_Records supplied_
━━━━━━━━━━━━━━━━

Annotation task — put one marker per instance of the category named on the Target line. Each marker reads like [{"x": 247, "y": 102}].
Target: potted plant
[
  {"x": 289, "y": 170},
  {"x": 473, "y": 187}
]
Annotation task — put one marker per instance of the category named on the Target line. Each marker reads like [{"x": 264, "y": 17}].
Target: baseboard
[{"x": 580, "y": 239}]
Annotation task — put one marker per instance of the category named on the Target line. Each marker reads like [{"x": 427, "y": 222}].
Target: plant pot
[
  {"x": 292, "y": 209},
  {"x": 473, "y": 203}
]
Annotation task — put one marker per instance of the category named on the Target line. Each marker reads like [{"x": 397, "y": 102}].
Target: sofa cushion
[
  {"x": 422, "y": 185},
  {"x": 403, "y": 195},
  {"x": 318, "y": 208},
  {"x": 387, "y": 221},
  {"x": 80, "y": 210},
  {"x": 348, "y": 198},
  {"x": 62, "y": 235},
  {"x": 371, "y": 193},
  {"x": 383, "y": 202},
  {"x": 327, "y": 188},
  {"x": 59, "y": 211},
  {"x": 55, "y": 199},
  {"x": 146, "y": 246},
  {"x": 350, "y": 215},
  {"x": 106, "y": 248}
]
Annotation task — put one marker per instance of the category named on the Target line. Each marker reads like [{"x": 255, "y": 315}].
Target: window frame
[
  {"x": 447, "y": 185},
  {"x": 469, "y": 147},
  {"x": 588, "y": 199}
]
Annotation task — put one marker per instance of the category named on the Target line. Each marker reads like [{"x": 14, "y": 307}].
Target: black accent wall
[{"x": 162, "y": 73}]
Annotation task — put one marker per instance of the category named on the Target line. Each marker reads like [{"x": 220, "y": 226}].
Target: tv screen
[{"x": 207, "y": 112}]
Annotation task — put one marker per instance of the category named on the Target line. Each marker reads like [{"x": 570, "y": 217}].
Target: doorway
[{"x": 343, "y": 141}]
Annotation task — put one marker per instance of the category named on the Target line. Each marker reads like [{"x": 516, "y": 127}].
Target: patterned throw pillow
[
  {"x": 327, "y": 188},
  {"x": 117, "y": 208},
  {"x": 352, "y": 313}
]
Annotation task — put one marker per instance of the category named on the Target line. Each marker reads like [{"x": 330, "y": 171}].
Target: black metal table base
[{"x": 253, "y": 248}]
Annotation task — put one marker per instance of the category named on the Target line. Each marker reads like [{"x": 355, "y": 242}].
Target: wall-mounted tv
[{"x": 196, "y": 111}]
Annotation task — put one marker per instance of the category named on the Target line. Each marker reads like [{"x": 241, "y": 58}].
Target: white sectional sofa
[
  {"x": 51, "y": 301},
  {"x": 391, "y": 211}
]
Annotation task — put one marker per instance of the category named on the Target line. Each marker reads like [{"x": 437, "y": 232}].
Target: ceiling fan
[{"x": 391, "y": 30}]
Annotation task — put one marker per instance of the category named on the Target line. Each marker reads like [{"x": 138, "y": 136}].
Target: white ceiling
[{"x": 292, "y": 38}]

━━━━━━━━━━━━━━━━

_Your goal_
Write the entries out again verbatim, every one of them.

_Exercise result_
Annotation task — put one marker per instance of the category named on the Target line. Each marker reads like [{"x": 247, "y": 102}].
Target: potted plant
[
  {"x": 289, "y": 170},
  {"x": 473, "y": 187}
]
Annotation task — put one marker per instance of the category named on the Target line. Each marker reads like [{"x": 264, "y": 17}].
Target: baseboard
[{"x": 580, "y": 239}]
Annotation task — put one marker per instance of the category named on the Target line. Each marker reads like [{"x": 427, "y": 222}].
Target: plant pot
[
  {"x": 292, "y": 209},
  {"x": 473, "y": 203}
]
Annotation task — put one marker per instance of the category named on the Target line. Each marker reads like [{"x": 397, "y": 102}].
Target: sofa cushion
[
  {"x": 422, "y": 185},
  {"x": 403, "y": 195},
  {"x": 318, "y": 208},
  {"x": 387, "y": 221},
  {"x": 80, "y": 210},
  {"x": 348, "y": 198},
  {"x": 62, "y": 235},
  {"x": 371, "y": 193},
  {"x": 383, "y": 202},
  {"x": 327, "y": 188},
  {"x": 59, "y": 211},
  {"x": 55, "y": 199},
  {"x": 146, "y": 246},
  {"x": 350, "y": 215},
  {"x": 106, "y": 248}
]
Annotation task — put one marker per instance of the category named on the Target line. Each marker reads like [{"x": 255, "y": 315}].
Target: window frame
[
  {"x": 447, "y": 185},
  {"x": 469, "y": 147},
  {"x": 588, "y": 199}
]
Annotation task — put one marker per instance of the category named on the Target line. Each marker reads like [{"x": 14, "y": 307}].
Target: black accent wall
[{"x": 162, "y": 73}]
Annotation task — put one marker per instance of the category named on the Target line. Each marker reads like [{"x": 220, "y": 226}].
Target: tv screen
[{"x": 207, "y": 112}]
Annotation task — put one marker per instance of the category named on the Target line. Each marker reads like [{"x": 570, "y": 217}].
Target: doorway
[{"x": 343, "y": 141}]
Annotation task — put one marker per instance of the category named on the Target line. Each marker reads like [{"x": 516, "y": 127}].
Target: patterned throw pillow
[
  {"x": 327, "y": 188},
  {"x": 117, "y": 208},
  {"x": 352, "y": 313}
]
Annotation task — put one marker per instance of the category named on the Target line. Each marker reads like [{"x": 330, "y": 171}].
Target: black metal table base
[{"x": 253, "y": 248}]
Annotation task — put one marker per instance of the category named on the Target line. Each marker reads like [{"x": 355, "y": 242}].
Target: wall-mounted tv
[{"x": 196, "y": 111}]
Annotation task — put one marker per instance of the category named on the Target line. Each marker reads like [{"x": 241, "y": 58}].
Target: white sectional sofa
[
  {"x": 51, "y": 301},
  {"x": 391, "y": 211}
]
Annotation task — put one marker per instance of the category named on the Target line. Each marker reads like [{"x": 437, "y": 232}].
Target: ceiling fan
[{"x": 391, "y": 30}]
Annotation task — put one marker per instance of the category named on the Target line. Each marker reads like [{"x": 138, "y": 136}].
Target: white ceiling
[{"x": 292, "y": 38}]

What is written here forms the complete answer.